┌─ Exercise data

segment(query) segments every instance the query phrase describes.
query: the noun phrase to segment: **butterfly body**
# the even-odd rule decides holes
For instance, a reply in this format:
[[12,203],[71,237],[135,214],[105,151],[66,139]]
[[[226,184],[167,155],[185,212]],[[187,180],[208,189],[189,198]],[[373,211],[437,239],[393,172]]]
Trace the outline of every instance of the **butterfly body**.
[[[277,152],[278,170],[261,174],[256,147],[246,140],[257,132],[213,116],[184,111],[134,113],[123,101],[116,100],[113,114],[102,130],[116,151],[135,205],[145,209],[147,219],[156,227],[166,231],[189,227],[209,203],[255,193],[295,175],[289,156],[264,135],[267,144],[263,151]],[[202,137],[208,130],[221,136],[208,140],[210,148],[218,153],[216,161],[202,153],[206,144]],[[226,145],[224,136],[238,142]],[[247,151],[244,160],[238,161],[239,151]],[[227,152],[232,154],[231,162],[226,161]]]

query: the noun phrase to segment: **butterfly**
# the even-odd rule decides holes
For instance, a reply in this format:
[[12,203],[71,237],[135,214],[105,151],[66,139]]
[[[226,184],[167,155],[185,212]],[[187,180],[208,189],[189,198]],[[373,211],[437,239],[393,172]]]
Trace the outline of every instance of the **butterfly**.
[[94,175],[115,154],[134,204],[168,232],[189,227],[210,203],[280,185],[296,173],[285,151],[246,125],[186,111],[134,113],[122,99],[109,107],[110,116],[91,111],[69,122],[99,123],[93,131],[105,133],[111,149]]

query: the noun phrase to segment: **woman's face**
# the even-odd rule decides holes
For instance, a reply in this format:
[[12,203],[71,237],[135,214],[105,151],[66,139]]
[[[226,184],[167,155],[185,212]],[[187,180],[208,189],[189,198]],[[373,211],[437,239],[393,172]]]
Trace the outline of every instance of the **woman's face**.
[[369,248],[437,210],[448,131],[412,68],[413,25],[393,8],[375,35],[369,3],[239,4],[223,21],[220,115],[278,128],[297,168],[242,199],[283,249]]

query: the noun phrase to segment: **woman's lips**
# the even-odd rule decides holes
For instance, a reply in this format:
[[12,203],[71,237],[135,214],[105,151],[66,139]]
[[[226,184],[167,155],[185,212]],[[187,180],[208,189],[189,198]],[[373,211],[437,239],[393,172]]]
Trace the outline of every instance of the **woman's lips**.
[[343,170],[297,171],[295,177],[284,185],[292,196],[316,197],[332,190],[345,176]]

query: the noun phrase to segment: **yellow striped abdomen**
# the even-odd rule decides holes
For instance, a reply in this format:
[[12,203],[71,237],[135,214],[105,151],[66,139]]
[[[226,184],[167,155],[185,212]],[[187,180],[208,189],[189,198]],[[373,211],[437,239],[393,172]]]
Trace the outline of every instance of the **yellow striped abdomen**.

└─

**Objective:** Render the lines above, from the first line up to and including the line with "Trace the outline of every instance of the **butterfly body**.", as a Markdown table with the columns Row and Line, skipping blank lines.

**Complete output:**
| Row | Line |
|---|---|
| 1 | segment(query) segments every instance the query phrase describes. |
| 2 | query: the noun phrase to segment: **butterfly body** |
| 3 | # the even-odd rule decides holes |
| 4 | For instance, a reply in this format: |
| 5 | [[12,203],[71,237],[135,214],[105,151],[66,139]] |
| 6 | [[[226,184],[167,155],[185,212]],[[187,180],[208,189],[189,198]],[[373,211],[437,239],[393,172]]] |
| 7 | Trace the outline of every instance of the **butterfly body**. |